• Records supplied:
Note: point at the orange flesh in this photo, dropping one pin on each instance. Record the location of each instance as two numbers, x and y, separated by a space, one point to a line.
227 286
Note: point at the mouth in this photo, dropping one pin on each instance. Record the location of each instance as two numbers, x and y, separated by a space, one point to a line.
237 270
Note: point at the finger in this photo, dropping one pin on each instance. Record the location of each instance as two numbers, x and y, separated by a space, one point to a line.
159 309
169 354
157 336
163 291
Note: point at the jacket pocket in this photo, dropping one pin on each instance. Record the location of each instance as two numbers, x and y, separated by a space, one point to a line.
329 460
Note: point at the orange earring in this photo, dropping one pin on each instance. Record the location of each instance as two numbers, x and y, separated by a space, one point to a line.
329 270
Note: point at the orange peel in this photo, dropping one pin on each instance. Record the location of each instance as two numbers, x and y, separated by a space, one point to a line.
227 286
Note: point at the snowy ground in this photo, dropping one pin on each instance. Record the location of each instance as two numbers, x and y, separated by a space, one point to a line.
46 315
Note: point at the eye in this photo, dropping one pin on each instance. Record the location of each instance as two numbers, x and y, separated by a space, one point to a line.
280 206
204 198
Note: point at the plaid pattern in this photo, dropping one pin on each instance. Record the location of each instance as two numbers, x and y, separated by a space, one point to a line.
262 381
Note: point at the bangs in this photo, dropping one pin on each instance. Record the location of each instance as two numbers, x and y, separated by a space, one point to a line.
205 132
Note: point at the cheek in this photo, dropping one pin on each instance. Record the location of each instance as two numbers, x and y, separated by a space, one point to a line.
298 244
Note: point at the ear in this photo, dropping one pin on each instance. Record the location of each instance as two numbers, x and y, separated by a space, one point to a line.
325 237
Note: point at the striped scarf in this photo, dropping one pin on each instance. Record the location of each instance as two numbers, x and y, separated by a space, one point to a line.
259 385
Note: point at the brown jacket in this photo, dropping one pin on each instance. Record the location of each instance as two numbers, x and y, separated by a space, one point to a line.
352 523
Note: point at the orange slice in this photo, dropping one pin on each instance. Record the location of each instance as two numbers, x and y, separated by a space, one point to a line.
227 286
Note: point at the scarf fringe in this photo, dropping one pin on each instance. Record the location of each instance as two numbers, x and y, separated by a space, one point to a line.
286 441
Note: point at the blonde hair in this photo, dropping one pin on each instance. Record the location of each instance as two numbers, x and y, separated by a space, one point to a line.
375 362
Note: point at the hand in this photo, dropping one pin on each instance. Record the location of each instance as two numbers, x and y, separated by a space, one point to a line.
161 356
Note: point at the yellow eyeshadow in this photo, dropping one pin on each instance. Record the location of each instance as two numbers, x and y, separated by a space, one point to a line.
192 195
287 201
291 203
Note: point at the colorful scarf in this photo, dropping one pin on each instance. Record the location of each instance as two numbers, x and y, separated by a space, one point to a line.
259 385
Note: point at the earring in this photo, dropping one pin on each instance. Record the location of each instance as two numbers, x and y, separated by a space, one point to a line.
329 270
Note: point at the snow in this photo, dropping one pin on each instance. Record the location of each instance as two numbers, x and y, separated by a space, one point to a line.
--
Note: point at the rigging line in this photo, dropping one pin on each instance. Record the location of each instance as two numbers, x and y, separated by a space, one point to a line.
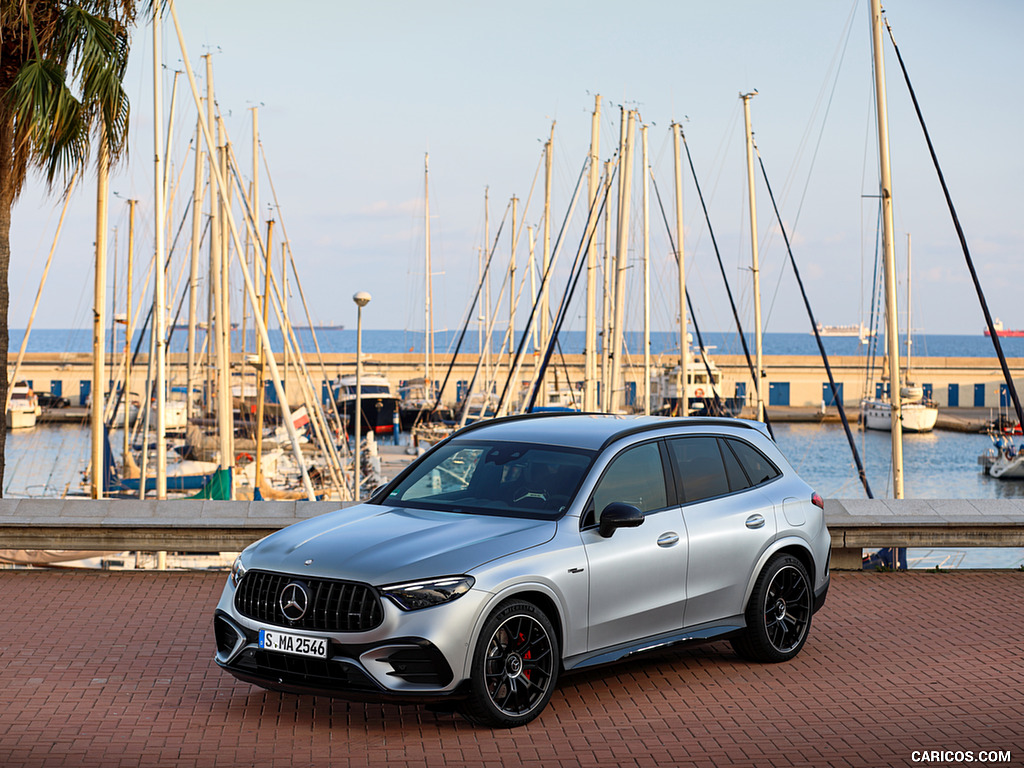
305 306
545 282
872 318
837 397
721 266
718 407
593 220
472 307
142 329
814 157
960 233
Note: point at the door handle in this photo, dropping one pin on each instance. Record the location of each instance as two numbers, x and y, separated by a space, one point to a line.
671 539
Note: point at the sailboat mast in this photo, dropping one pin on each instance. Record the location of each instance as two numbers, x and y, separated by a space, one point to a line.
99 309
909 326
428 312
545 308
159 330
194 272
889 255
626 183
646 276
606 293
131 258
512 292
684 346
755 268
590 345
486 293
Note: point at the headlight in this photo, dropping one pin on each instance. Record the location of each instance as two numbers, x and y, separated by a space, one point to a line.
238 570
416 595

• Given problem: Return every line of the material above that contains the word "rigging".

• Written response:
Note: point at the rigging line in this photo, dropping one pin on each instance. Record the location of each instance as two numbers, x and y, separated by a space, one point to a line.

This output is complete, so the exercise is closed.